▸ TRY IT
Exactly as written, print out each entry in the data, with no pictures.

Entries taken from a collection
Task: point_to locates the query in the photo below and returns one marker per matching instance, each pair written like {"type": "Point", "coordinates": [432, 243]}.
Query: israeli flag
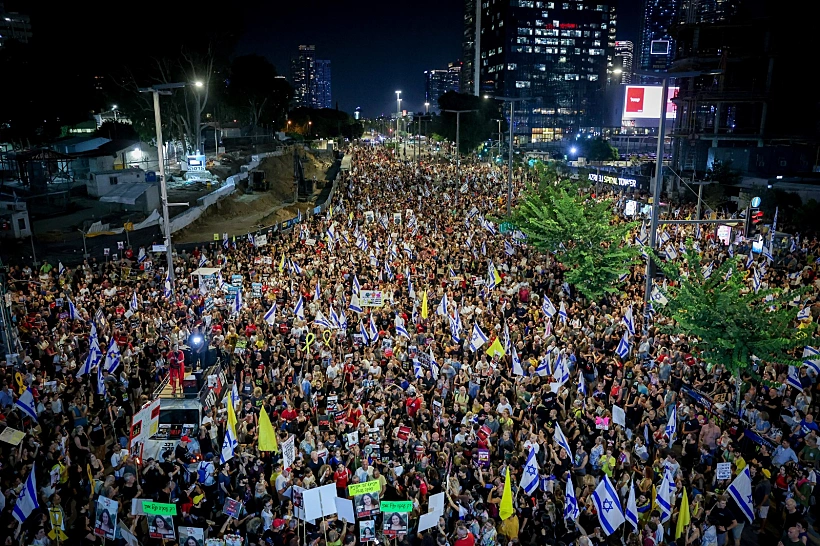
{"type": "Point", "coordinates": [548, 308]}
{"type": "Point", "coordinates": [27, 499]}
{"type": "Point", "coordinates": [664, 497]}
{"type": "Point", "coordinates": [477, 338]}
{"type": "Point", "coordinates": [562, 313]}
{"type": "Point", "coordinates": [26, 404]}
{"type": "Point", "coordinates": [529, 478]}
{"type": "Point", "coordinates": [355, 304]}
{"type": "Point", "coordinates": [631, 514]}
{"type": "Point", "coordinates": [623, 346]}
{"type": "Point", "coordinates": [112, 356]}
{"type": "Point", "coordinates": [374, 332]}
{"type": "Point", "coordinates": [608, 506]}
{"type": "Point", "coordinates": [508, 249]}
{"type": "Point", "coordinates": [672, 425]}
{"type": "Point", "coordinates": [442, 307]}
{"type": "Point", "coordinates": [571, 510]}
{"type": "Point", "coordinates": [270, 316]}
{"type": "Point", "coordinates": [561, 440]}
{"type": "Point", "coordinates": [517, 369]}
{"type": "Point", "coordinates": [629, 321]}
{"type": "Point", "coordinates": [229, 444]}
{"type": "Point", "coordinates": [73, 314]}
{"type": "Point", "coordinates": [741, 491]}
{"type": "Point", "coordinates": [811, 358]}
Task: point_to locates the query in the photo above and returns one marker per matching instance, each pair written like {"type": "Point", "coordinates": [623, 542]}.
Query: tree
{"type": "Point", "coordinates": [581, 232]}
{"type": "Point", "coordinates": [256, 92]}
{"type": "Point", "coordinates": [730, 322]}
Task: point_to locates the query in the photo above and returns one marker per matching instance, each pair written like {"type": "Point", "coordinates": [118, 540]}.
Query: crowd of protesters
{"type": "Point", "coordinates": [432, 415]}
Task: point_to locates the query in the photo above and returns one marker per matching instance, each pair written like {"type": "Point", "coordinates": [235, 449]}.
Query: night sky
{"type": "Point", "coordinates": [375, 48]}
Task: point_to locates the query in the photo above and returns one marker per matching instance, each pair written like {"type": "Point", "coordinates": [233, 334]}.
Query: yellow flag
{"type": "Point", "coordinates": [424, 311]}
{"type": "Point", "coordinates": [683, 515]}
{"type": "Point", "coordinates": [505, 510]}
{"type": "Point", "coordinates": [267, 437]}
{"type": "Point", "coordinates": [231, 414]}
{"type": "Point", "coordinates": [496, 349]}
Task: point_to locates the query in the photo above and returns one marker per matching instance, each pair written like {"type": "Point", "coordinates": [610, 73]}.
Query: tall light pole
{"type": "Point", "coordinates": [157, 90]}
{"type": "Point", "coordinates": [458, 136]}
{"type": "Point", "coordinates": [197, 86]}
{"type": "Point", "coordinates": [656, 181]}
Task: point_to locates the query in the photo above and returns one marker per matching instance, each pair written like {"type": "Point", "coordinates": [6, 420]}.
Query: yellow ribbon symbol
{"type": "Point", "coordinates": [309, 341]}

▸ SOLUTION FOR THIS PROBLEM
Task: point_to locates the query in the photo below and returns one marker per matching instance, each pair written like {"type": "Point", "coordinates": [432, 243]}.
Query: israeli flag
{"type": "Point", "coordinates": [548, 308]}
{"type": "Point", "coordinates": [27, 499]}
{"type": "Point", "coordinates": [664, 497]}
{"type": "Point", "coordinates": [477, 338]}
{"type": "Point", "coordinates": [562, 313]}
{"type": "Point", "coordinates": [26, 404]}
{"type": "Point", "coordinates": [529, 478]}
{"type": "Point", "coordinates": [355, 304]}
{"type": "Point", "coordinates": [631, 514]}
{"type": "Point", "coordinates": [623, 346]}
{"type": "Point", "coordinates": [112, 356]}
{"type": "Point", "coordinates": [374, 332]}
{"type": "Point", "coordinates": [608, 506]}
{"type": "Point", "coordinates": [508, 249]}
{"type": "Point", "coordinates": [672, 425]}
{"type": "Point", "coordinates": [442, 307]}
{"type": "Point", "coordinates": [571, 510]}
{"type": "Point", "coordinates": [270, 316]}
{"type": "Point", "coordinates": [561, 440]}
{"type": "Point", "coordinates": [517, 369]}
{"type": "Point", "coordinates": [629, 321]}
{"type": "Point", "coordinates": [229, 444]}
{"type": "Point", "coordinates": [73, 314]}
{"type": "Point", "coordinates": [741, 491]}
{"type": "Point", "coordinates": [811, 358]}
Task: point_to locates the query in the photo above and returns one marker per matching instance, each pair written like {"type": "Point", "coordinates": [623, 542]}.
Query: tree
{"type": "Point", "coordinates": [581, 232]}
{"type": "Point", "coordinates": [256, 92]}
{"type": "Point", "coordinates": [730, 322]}
Task: point_to locates the query in the photo above and returns one marker per matching instance, each pair written like {"type": "Point", "coordinates": [118, 540]}.
Query: crowd of protesters
{"type": "Point", "coordinates": [432, 415]}
Task: point_to locates the query in the photo above and returns one marker per matching instance, each pair written like {"type": "Point", "coordinates": [235, 449]}.
Query: night sky
{"type": "Point", "coordinates": [375, 48]}
Task: point_to locates the query in the photo above and returns one marker per matching instance, each pair written like {"type": "Point", "coordinates": [233, 334]}.
Query: yellow flag
{"type": "Point", "coordinates": [424, 311]}
{"type": "Point", "coordinates": [683, 515]}
{"type": "Point", "coordinates": [505, 510]}
{"type": "Point", "coordinates": [267, 437]}
{"type": "Point", "coordinates": [231, 414]}
{"type": "Point", "coordinates": [496, 349]}
Task: point_to locates the query in the photo above and returns one marker per matching instance, each pair written like {"type": "Point", "coordinates": [610, 73]}.
Query: tall light pole
{"type": "Point", "coordinates": [157, 90]}
{"type": "Point", "coordinates": [458, 136]}
{"type": "Point", "coordinates": [197, 86]}
{"type": "Point", "coordinates": [656, 181]}
Task: point_to locates the query in the photo above and returns one marker per matching instance, each pair written like {"type": "Point", "coordinates": [6, 420]}.
Query: yellow ribbon symbol
{"type": "Point", "coordinates": [309, 341]}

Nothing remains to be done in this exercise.